Pull out each line in the items below that contains the word "grass". Copy those lines and nothing else.

......

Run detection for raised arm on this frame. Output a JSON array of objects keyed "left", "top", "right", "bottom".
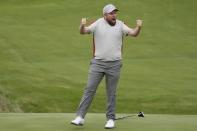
[
  {"left": 128, "top": 20, "right": 142, "bottom": 37},
  {"left": 79, "top": 18, "right": 90, "bottom": 34}
]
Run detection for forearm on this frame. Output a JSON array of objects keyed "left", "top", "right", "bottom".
[{"left": 131, "top": 26, "right": 141, "bottom": 37}]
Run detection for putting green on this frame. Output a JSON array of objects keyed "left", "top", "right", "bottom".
[{"left": 0, "top": 113, "right": 197, "bottom": 131}]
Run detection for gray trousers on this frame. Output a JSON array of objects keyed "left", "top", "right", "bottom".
[{"left": 77, "top": 59, "right": 122, "bottom": 119}]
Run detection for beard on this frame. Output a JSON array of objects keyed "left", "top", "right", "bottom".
[{"left": 107, "top": 19, "right": 116, "bottom": 26}]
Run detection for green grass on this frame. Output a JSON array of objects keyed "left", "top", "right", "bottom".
[
  {"left": 0, "top": 113, "right": 197, "bottom": 131},
  {"left": 0, "top": 0, "right": 197, "bottom": 114}
]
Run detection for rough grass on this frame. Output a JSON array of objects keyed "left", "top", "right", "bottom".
[
  {"left": 0, "top": 113, "right": 197, "bottom": 131},
  {"left": 0, "top": 0, "right": 197, "bottom": 114}
]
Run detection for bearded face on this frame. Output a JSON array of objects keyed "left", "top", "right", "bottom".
[{"left": 104, "top": 10, "right": 117, "bottom": 26}]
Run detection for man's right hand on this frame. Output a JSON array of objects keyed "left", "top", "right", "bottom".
[{"left": 81, "top": 18, "right": 86, "bottom": 25}]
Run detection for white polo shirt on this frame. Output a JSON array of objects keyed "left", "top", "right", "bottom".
[{"left": 86, "top": 18, "right": 132, "bottom": 61}]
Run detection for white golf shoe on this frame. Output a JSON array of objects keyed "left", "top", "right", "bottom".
[
  {"left": 105, "top": 119, "right": 115, "bottom": 129},
  {"left": 71, "top": 116, "right": 85, "bottom": 126}
]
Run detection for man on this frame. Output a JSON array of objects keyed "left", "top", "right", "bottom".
[{"left": 71, "top": 4, "right": 142, "bottom": 129}]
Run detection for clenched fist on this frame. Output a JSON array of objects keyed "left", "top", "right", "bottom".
[
  {"left": 136, "top": 20, "right": 142, "bottom": 27},
  {"left": 81, "top": 18, "right": 86, "bottom": 25}
]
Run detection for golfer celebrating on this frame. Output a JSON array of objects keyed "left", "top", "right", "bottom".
[{"left": 71, "top": 4, "right": 142, "bottom": 128}]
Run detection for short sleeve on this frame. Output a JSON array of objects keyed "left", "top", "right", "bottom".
[
  {"left": 85, "top": 20, "right": 98, "bottom": 33},
  {"left": 122, "top": 22, "right": 133, "bottom": 36}
]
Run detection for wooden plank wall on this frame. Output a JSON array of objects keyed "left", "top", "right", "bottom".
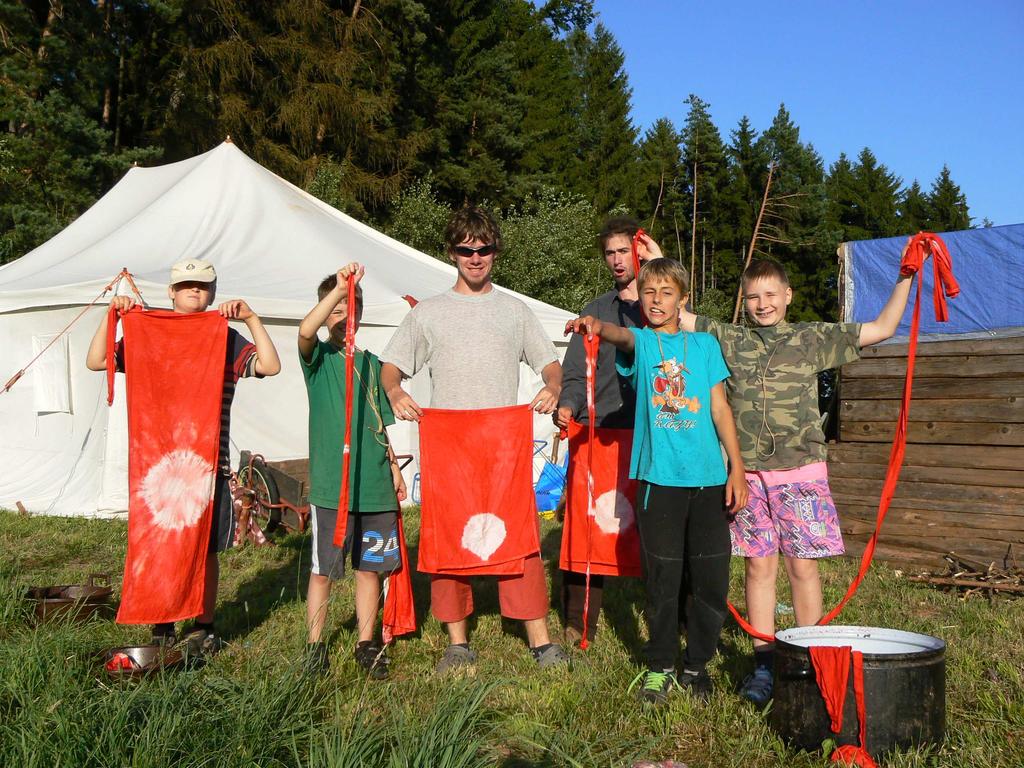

......

**THE RESPONSE:**
Run detection for green grass on this frame. Output a JSON array of objects keyed "left", "top", "right", "bottom".
Run detection for rough grass on this frame. Output a JSON array of objects keyed "left", "top", "right", "bottom".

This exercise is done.